**Tâche demandée 1:** Dans les enregistrements, substituez « weathered rock » à « mossy rock » et restituez tout depuis la ligne contenant « Would you mind indicating the reflection of flowering » jusqu'à la fin des enregistrements, sans aucune autre modification.

**Extrait du document:**
________________

Derniers résultats sur les fortifications de Shabwa

Shabwa une ville riche ouverte sur l’extérieur qui protège ses habitants et ses activités.

Décrite par les auteurs classiques comme la tête de pont du commerce de l’encens, Sabota ou Sabbatha, l’actuelle ville de Shabwa, est dotée par ses habitants d’un ensemble complexe de fortifications. Elle est aujourd’hui en totalité abandonnée par ses habitants qui se sont installés à quelques distances. Le site est recouvert par trois petits villages tribaux partiellement en ruine : Mathnâ, Mi’wan et al-Hagar. L’étude du rempart entamée dès 1977, continuée en 1980 et 1981 puis reprise en 1998, 2000 et 2002 n’a cependant porté majoritairement que sur des prospections de surface et des dégagements sommaires. Si deux chantiers ont été ouverts (le secteur occidental- Ch VI et la porte sud- Ch I), il faut cependant regretter l’absence de fouilles extensives pour l’étude de son urbanisme et plus particulièrement celle de ses systèmes défensifs.

________________

**Données enregistrées:**
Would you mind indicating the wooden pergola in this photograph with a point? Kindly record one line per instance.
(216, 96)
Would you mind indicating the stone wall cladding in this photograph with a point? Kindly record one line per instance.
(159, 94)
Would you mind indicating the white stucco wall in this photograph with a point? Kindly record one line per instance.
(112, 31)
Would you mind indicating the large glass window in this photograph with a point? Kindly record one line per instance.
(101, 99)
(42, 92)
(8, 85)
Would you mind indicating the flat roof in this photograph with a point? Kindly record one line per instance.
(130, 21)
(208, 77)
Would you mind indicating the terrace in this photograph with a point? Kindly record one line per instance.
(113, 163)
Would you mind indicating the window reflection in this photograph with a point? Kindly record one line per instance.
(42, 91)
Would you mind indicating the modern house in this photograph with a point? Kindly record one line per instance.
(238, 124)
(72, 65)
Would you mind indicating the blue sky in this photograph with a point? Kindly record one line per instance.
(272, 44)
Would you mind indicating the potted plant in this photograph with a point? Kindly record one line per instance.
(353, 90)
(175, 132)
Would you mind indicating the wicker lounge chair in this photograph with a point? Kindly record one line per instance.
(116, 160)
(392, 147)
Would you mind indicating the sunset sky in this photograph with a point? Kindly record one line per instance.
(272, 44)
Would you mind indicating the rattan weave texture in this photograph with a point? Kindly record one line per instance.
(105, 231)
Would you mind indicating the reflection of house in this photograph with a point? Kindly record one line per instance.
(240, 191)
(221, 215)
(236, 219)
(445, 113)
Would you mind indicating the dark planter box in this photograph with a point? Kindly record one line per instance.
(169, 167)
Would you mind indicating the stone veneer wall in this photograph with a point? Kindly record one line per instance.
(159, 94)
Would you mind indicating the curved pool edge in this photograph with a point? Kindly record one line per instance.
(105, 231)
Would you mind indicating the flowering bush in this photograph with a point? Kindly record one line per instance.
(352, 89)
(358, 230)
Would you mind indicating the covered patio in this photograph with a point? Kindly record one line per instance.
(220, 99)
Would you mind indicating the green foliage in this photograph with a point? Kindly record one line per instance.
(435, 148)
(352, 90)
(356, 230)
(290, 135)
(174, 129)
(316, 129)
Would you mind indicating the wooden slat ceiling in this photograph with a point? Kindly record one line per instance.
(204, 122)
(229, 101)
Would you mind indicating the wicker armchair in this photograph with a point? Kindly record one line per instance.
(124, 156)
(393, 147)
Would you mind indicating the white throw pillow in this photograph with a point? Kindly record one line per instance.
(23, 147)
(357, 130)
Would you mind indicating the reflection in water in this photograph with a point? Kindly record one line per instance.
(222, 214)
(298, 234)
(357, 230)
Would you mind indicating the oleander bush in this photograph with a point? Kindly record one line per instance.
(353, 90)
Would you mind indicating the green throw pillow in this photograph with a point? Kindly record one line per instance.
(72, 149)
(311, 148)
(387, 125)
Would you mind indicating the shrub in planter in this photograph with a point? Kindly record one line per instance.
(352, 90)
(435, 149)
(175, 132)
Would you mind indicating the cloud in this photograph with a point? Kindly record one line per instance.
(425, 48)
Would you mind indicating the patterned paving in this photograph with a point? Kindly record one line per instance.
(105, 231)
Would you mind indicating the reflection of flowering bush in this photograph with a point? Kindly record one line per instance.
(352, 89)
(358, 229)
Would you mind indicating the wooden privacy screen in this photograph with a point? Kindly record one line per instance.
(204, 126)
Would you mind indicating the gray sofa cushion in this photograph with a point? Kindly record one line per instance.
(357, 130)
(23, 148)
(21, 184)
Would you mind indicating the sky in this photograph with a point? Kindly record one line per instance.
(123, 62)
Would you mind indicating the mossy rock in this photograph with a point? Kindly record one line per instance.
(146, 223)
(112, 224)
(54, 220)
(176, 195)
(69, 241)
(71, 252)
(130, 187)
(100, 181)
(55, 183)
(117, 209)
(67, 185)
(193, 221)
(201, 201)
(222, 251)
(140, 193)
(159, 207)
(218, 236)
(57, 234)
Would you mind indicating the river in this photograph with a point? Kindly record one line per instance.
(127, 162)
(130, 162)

________________

**Tâche demandée 2:** Selon l'extrait sur les fortifications de Shabwa, en quelles années l'étude du rempart a-t-elle été menée ?

**Réponse attendue 1:**
Would you mind indicating the reflection of flowering bush in this photograph with a point? Kindly record one line per instance.
(352, 89)
(358, 229)
Would you mind indicating the wooden privacy screen in this photograph with a point? Kindly record one line per instance.
(204, 126)
Would you mind indicating the gray sofa cushion in this photograph with a point? Kindly record one line per instance.
(357, 130)
(23, 148)
(21, 184)
Would you mind indicating the sky in this photograph with a point? Kindly record one line per instance.
(123, 62)
Would you mind indicating the weathered rock in this photograph with a point? Kindly record one line per instance.
(146, 223)
(112, 224)
(54, 220)
(176, 195)
(69, 241)
(71, 252)
(130, 187)
(100, 181)
(55, 183)
(117, 209)
(67, 185)
(193, 221)
(201, 201)
(222, 251)
(140, 193)
(159, 207)
(218, 236)
(57, 234)
Would you mind indicating the river in this photograph with a point? Kindly record one line per instance.
(127, 162)
(130, 162)

**Réponse attendue 2:** 1977, 1980, 1981, 1998, 2000, 2002